┌─ INFORMATION SUPPLIED

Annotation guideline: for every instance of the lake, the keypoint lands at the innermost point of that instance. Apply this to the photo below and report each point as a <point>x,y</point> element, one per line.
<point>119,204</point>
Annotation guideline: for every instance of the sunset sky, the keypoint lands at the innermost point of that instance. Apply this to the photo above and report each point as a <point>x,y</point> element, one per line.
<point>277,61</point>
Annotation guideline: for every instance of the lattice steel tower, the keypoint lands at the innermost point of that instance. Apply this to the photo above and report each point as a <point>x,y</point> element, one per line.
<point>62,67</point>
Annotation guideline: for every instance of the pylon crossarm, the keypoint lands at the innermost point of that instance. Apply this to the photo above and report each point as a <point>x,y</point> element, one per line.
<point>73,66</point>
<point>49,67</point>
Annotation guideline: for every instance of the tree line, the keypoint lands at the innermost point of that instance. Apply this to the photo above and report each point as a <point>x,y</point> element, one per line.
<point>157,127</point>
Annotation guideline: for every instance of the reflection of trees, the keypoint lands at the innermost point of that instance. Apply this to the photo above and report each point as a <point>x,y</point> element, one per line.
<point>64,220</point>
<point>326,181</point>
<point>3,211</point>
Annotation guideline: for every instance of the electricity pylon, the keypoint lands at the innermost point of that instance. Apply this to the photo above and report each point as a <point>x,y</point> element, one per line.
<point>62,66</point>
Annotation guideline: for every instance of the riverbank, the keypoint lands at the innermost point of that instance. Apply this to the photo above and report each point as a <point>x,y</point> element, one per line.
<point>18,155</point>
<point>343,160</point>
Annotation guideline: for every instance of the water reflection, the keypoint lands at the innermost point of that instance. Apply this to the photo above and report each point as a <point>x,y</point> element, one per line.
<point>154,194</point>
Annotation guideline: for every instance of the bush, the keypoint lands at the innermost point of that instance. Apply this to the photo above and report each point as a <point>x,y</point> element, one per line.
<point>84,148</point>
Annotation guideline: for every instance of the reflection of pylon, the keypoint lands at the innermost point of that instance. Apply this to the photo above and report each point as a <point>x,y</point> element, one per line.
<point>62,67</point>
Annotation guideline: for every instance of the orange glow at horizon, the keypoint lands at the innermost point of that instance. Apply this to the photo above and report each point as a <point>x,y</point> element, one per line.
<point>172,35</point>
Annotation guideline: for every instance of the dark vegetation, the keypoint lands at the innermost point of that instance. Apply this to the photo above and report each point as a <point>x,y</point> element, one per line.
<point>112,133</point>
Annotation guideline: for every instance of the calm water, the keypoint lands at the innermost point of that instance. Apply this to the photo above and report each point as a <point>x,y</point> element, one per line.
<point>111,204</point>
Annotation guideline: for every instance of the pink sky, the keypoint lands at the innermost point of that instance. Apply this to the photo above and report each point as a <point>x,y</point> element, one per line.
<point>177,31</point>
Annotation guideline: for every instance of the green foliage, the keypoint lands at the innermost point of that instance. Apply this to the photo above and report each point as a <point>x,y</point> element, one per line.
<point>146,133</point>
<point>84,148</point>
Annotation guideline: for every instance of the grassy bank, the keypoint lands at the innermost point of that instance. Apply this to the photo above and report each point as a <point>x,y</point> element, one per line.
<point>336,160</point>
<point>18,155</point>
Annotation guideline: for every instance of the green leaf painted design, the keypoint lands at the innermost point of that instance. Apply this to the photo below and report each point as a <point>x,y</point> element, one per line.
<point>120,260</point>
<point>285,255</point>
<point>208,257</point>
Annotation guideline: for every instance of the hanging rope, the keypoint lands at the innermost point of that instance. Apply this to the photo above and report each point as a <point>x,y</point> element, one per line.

└─

Copy the material from the line containing "Annotation guideline: for every instance of the calm" through the line containing "<point>111,204</point>", offsetting each numeric x and y coordinate by adding 125. Leave all other text unchanged.

Annotation guideline: for every instance of the calm water, the keypoint lands at the innermost point of that instance. Apply this to the photo above and report each point as a <point>x,y</point> element, one per line.
<point>236,329</point>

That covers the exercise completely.